THE TASK: There is one span to output from the data below: the lines starting at the line with "Practice. Locate the mossy" and ending at the line with "Target: bird's claw". Output it exactly, ends included, nothing more.

# # # # #

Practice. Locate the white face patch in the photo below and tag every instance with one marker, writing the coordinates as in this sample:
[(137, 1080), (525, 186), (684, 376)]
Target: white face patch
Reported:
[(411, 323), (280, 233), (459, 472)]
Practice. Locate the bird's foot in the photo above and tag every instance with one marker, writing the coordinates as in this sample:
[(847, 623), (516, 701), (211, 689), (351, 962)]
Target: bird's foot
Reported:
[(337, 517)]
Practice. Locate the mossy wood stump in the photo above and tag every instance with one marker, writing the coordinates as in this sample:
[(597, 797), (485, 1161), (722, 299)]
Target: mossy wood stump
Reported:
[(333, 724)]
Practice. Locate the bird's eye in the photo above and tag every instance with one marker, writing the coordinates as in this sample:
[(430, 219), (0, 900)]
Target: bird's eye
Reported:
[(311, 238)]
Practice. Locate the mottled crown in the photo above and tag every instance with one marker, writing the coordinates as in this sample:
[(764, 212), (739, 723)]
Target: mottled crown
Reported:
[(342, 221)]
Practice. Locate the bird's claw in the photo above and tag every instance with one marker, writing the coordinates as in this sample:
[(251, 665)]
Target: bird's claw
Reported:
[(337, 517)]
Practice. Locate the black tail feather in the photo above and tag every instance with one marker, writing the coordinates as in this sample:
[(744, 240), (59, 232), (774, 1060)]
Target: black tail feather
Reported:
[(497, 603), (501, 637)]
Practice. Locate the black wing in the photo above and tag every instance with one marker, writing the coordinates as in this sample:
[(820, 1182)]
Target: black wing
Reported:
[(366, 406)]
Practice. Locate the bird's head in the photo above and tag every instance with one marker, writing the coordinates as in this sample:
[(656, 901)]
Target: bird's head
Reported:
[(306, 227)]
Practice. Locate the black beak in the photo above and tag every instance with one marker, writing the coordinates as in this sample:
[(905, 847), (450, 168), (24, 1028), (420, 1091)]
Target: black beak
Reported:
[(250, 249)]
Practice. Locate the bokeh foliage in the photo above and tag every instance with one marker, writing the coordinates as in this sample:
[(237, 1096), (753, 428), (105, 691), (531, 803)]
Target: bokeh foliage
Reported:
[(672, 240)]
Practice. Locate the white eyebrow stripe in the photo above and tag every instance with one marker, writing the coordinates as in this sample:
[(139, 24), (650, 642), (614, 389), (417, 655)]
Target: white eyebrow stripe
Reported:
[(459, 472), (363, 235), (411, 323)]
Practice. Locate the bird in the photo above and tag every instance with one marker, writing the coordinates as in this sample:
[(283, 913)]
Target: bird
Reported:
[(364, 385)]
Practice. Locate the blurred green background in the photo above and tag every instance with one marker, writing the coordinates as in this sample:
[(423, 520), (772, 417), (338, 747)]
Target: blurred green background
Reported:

# # # # #

THE COMPLETED TASK:
Practice. Locate the mossy wood stump in the photo above and tag every instance with one marker, writing the coordinates as in this sample:
[(597, 797), (485, 1161), (722, 299)]
Target: mossy wood stump
Reported:
[(333, 724)]
Practice. Locate the bird's eye in the photo above and tag every instance with one marker, writing the coordinates as in this sample:
[(430, 219), (0, 900)]
Target: bird's eye
Reported:
[(311, 238)]
Practice. Locate the mottled crown in the photo above and tag every instance with one marker, writing the coordinates as in this sample:
[(764, 212), (739, 723)]
Target: mottled crown
Reported:
[(342, 221)]
Practice. Locate the bird's claw in the photo above and tag every instance with one marker, writing the coordinates as in this sample:
[(251, 665)]
Target: bird's claw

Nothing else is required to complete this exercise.